▶ _Task objective_
Starting at the beginning of the items and ending at the line that contains "xmin=618 ymin=191 xmax=656 ymax=212", write out those lines again with every bounding box coordinate multiplied by 1.35 and rounded to a whole number, halves rounding up. Keep all other text as it is, and give only these lines.

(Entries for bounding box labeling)

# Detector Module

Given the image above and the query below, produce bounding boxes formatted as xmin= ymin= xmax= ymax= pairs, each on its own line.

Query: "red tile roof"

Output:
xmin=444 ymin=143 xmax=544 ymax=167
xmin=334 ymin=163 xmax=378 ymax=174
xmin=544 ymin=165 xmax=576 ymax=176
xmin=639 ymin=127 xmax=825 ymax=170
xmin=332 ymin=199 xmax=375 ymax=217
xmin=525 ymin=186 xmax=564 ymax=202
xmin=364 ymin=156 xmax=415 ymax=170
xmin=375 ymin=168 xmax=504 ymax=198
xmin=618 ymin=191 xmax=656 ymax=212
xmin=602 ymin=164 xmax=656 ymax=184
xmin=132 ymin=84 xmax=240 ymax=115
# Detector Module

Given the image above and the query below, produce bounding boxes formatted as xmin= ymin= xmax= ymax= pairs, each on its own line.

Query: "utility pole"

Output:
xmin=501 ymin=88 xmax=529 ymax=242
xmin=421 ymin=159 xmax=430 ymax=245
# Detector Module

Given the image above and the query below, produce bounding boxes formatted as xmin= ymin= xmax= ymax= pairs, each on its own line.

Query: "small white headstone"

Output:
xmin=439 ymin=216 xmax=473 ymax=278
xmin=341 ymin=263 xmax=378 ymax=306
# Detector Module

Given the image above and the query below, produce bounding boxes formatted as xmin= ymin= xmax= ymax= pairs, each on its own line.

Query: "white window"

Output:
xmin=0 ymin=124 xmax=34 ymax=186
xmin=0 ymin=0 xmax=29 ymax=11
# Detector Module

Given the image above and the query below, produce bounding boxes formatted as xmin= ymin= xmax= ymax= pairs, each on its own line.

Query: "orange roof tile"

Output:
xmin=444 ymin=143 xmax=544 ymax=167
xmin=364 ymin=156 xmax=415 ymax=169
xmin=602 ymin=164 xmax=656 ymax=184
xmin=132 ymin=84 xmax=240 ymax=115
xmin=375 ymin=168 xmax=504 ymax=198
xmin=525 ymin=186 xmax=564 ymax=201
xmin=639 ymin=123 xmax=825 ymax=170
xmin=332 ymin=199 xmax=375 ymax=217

▶ _Reply_
# Detector Module

Given the image above and the query below, produce bounding boxes formatted as xmin= ymin= xmax= ymax= pairs, each on its own line.

Query: "red tile roof"

Output:
xmin=599 ymin=193 xmax=734 ymax=225
xmin=451 ymin=220 xmax=510 ymax=235
xmin=734 ymin=223 xmax=778 ymax=238
xmin=863 ymin=171 xmax=1114 ymax=230
xmin=448 ymin=269 xmax=506 ymax=293
xmin=709 ymin=251 xmax=761 ymax=273
xmin=491 ymin=211 xmax=560 ymax=230
xmin=506 ymin=227 xmax=680 ymax=267
xmin=834 ymin=258 xmax=886 ymax=286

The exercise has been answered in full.